-- DATA start --

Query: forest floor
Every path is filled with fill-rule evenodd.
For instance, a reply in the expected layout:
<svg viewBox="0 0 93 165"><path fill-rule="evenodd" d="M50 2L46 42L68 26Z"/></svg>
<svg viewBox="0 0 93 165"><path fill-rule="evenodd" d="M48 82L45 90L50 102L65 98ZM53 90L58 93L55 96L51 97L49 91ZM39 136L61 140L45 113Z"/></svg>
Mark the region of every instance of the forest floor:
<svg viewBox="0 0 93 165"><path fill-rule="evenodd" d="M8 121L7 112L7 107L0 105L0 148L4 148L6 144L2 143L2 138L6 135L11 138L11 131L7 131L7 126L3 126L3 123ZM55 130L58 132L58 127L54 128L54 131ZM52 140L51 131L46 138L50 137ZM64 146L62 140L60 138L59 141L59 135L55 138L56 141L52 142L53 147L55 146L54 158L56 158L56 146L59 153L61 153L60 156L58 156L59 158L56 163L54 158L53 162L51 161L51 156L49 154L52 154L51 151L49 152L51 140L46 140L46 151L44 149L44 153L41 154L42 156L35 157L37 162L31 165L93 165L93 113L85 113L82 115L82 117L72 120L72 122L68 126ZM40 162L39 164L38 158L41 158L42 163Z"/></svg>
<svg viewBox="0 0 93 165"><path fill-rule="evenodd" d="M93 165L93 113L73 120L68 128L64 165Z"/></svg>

-- DATA end --

Type the material above out again, exactly.

Query: forest floor
Every path is filled with fill-rule evenodd.
For instance, a reply in the expected layout:
<svg viewBox="0 0 93 165"><path fill-rule="evenodd" d="M50 2L46 42L68 26Z"/></svg>
<svg viewBox="0 0 93 165"><path fill-rule="evenodd" d="M48 82L45 90L50 102L65 98ZM53 90L58 93L55 96L51 97L49 91ZM39 136L61 140L45 113Z"/></svg>
Mark the region of every instance of the forest floor:
<svg viewBox="0 0 93 165"><path fill-rule="evenodd" d="M8 121L7 112L7 107L0 105L0 148L4 148L6 144L2 143L2 138L6 135L11 138L11 131L7 131L7 126L3 126L3 123ZM55 130L58 132L58 127L54 128L54 131ZM52 140L51 131L46 138L50 137ZM64 146L62 140L60 138L59 141L59 135L55 138L56 141L52 142L53 147L55 146L54 158L56 158L56 146L59 153L61 153L60 156L58 156L59 158L56 163L54 158L53 162L51 161L51 156L49 154L52 154L51 151L49 152L51 140L46 140L46 151L44 149L44 153L41 154L42 156L35 157L37 162L31 165L93 165L93 113L85 113L82 115L82 117L72 120L72 122L68 126ZM40 162L39 164L38 158L41 158L42 163Z"/></svg>
<svg viewBox="0 0 93 165"><path fill-rule="evenodd" d="M93 165L93 113L73 120L68 128L64 165Z"/></svg>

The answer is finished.